* **Exercise aim**
Set out the records, starting at the beginning and ending at the line that contains "<point>496,240</point>", as a Markdown table with the columns Row and Line. Number each line and leave out blank ones.

_ _ _ _ _ _ _

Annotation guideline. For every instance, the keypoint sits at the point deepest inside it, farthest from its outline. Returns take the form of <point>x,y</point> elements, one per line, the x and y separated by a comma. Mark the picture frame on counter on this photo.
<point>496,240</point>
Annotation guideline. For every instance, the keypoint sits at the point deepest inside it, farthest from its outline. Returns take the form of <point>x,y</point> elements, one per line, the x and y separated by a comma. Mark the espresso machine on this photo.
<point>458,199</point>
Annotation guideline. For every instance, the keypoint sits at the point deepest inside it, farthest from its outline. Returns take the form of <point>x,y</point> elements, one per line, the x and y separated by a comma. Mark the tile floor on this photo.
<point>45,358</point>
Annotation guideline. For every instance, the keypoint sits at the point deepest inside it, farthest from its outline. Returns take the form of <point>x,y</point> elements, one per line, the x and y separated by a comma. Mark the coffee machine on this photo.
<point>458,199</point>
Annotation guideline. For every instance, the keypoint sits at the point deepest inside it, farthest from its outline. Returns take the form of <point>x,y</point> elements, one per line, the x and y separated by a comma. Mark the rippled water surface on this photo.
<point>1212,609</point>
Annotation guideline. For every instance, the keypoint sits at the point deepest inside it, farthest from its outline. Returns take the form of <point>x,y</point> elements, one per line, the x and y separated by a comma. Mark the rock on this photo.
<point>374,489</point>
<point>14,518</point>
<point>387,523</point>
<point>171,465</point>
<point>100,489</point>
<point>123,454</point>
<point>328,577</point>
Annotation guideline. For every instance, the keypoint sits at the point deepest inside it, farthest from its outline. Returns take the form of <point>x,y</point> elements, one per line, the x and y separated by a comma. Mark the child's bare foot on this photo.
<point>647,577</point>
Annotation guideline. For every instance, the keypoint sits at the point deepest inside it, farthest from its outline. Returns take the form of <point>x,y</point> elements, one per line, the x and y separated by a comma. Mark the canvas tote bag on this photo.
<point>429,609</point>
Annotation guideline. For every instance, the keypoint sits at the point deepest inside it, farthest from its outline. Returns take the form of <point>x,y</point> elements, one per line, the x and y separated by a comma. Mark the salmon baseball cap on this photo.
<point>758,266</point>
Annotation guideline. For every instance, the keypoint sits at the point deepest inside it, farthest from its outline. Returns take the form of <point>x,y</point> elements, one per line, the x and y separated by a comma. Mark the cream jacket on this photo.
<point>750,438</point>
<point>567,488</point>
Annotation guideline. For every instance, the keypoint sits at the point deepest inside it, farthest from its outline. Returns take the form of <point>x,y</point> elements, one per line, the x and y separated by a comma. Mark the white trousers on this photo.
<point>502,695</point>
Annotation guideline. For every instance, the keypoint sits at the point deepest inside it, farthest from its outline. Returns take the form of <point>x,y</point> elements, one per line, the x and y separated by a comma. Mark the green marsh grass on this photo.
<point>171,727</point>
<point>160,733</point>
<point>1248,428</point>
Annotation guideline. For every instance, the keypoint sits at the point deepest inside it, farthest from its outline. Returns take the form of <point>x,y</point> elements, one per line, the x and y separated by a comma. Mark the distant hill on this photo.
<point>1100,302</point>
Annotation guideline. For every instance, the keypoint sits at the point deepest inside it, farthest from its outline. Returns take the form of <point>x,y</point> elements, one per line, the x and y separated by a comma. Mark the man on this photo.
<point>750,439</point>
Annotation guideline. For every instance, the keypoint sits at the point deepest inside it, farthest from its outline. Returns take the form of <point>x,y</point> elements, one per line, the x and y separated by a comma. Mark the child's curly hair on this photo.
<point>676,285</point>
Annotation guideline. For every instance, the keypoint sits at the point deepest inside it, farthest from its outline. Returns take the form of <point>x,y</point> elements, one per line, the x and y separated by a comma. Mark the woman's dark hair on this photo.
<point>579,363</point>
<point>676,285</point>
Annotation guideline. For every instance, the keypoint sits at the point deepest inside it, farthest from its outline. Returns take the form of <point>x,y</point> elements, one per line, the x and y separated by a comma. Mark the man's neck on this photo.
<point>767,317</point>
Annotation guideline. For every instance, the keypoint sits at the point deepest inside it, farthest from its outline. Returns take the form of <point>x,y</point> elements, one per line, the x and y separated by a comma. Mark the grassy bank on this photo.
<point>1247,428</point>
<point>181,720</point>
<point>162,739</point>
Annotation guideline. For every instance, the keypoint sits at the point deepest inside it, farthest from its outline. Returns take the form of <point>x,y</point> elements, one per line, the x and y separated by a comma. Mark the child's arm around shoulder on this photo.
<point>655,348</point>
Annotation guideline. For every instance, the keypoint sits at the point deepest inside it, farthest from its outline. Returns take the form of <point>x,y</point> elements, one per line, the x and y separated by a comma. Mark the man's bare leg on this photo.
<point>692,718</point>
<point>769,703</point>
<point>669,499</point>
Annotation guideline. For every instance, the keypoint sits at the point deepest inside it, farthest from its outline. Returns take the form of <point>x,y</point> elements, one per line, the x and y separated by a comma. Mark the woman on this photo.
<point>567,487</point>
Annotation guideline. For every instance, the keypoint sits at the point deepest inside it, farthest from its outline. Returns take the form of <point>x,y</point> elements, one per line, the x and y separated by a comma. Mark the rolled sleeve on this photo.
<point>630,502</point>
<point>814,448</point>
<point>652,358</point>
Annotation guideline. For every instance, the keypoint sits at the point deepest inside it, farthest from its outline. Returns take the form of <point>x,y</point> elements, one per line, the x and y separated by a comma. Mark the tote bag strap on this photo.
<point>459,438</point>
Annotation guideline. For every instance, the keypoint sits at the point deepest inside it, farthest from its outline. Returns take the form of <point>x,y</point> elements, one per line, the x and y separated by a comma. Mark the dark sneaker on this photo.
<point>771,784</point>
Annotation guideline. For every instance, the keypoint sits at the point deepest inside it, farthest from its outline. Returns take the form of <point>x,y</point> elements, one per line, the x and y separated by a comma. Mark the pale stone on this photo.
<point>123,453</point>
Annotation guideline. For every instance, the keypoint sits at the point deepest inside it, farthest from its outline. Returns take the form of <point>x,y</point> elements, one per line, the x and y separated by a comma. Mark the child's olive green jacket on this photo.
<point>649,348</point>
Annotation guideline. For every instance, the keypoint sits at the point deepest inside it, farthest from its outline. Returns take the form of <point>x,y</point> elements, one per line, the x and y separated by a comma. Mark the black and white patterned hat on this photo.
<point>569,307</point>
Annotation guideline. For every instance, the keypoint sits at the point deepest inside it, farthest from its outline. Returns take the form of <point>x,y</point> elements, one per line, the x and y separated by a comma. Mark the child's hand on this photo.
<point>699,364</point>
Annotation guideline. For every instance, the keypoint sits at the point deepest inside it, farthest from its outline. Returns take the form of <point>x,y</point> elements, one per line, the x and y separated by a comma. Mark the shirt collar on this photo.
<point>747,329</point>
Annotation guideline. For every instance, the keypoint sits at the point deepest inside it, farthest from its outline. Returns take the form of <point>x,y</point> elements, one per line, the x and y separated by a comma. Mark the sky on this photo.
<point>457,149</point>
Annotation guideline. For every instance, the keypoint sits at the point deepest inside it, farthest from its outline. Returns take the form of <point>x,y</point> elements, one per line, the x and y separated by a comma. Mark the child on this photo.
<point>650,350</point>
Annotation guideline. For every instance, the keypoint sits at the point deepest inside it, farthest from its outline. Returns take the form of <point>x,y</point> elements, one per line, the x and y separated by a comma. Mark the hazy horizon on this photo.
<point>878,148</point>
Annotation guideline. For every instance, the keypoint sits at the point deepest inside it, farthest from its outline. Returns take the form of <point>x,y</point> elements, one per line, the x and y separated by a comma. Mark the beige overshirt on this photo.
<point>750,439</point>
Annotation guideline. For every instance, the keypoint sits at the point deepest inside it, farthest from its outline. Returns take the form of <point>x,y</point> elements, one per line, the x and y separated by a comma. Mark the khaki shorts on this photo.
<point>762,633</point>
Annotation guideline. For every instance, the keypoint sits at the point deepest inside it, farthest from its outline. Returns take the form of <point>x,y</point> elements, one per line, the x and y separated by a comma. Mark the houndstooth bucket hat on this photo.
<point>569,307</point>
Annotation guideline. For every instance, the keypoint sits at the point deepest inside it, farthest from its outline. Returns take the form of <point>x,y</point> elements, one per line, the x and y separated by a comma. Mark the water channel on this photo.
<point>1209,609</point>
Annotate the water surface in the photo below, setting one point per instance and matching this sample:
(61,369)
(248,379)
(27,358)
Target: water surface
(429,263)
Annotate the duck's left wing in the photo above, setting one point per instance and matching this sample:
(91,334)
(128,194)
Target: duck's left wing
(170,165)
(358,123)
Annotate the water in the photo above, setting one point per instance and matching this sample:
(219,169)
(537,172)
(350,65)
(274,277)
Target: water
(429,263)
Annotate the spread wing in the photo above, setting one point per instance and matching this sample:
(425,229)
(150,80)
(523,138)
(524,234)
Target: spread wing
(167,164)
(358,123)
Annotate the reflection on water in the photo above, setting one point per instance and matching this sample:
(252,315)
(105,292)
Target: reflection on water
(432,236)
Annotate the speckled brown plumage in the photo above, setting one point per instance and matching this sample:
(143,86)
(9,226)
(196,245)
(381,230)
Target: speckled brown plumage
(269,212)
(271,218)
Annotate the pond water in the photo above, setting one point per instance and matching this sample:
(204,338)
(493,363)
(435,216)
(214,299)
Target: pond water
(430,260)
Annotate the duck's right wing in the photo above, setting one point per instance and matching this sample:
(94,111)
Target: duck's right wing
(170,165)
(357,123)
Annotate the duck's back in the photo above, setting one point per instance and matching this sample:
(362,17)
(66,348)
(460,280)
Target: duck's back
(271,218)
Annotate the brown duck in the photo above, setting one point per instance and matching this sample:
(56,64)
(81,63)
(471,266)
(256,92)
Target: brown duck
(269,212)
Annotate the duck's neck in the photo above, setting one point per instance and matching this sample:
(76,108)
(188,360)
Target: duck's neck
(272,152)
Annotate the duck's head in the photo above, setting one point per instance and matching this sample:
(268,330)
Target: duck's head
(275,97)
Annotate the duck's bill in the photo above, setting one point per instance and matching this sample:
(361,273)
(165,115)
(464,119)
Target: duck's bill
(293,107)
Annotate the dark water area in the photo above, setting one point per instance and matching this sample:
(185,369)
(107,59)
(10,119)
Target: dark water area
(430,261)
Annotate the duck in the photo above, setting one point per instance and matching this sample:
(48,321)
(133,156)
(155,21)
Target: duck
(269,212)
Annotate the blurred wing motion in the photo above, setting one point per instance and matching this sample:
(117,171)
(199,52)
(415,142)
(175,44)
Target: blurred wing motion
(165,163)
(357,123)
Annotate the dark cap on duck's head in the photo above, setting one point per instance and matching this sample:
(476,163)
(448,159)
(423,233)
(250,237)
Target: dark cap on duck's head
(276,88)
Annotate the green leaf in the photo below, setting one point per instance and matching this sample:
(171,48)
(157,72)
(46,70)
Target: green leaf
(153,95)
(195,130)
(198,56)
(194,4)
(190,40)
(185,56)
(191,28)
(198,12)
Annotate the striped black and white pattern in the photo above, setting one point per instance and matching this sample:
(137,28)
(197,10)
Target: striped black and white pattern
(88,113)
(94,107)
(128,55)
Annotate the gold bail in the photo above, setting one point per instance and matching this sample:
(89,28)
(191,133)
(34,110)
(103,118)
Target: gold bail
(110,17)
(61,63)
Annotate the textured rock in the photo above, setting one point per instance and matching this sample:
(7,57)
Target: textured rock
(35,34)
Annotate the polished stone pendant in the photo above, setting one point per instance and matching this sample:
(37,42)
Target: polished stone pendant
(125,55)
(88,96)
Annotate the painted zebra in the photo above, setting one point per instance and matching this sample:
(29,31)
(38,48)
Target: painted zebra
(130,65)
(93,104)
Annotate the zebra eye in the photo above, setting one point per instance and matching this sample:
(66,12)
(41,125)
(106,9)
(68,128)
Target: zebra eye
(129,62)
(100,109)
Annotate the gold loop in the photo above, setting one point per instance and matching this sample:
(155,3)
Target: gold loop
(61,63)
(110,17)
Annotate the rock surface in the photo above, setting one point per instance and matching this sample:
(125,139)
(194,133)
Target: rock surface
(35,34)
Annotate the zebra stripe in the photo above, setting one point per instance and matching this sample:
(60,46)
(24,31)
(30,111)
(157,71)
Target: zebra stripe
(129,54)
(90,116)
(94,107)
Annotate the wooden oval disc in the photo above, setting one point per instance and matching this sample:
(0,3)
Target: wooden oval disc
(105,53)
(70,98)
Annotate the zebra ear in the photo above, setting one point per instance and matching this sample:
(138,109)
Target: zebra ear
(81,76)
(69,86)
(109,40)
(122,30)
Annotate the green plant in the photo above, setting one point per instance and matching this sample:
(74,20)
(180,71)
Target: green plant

_ _ _ _ _ _ _

* **Exercise response**
| Row | Line |
|---|---|
| 1 | Annotation guideline. For every instance, the keypoint sits at the point deepest inside it, farthest from its outline. Returns take the form of <point>x,y</point> elements, one per line, the x and y separated by a comma. Mark the picture frame on counter on this photo. |
| 2 | <point>496,240</point> |